====== Data in this exercise
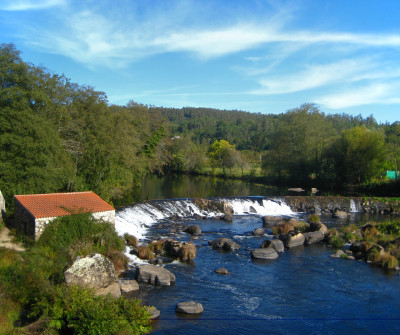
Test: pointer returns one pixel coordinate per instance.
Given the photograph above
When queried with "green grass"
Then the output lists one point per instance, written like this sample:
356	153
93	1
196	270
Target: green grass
============
Problem statement: An exact reproduction of the data is needed, with no pictures included.

Written response:
Test: pointer returns one pixel coordinate per instance.
Given the photograph above
When queried with "green grass"
Then the output lists one point per instance, written like this sample:
356	153
93	1
196	270
Target: green grass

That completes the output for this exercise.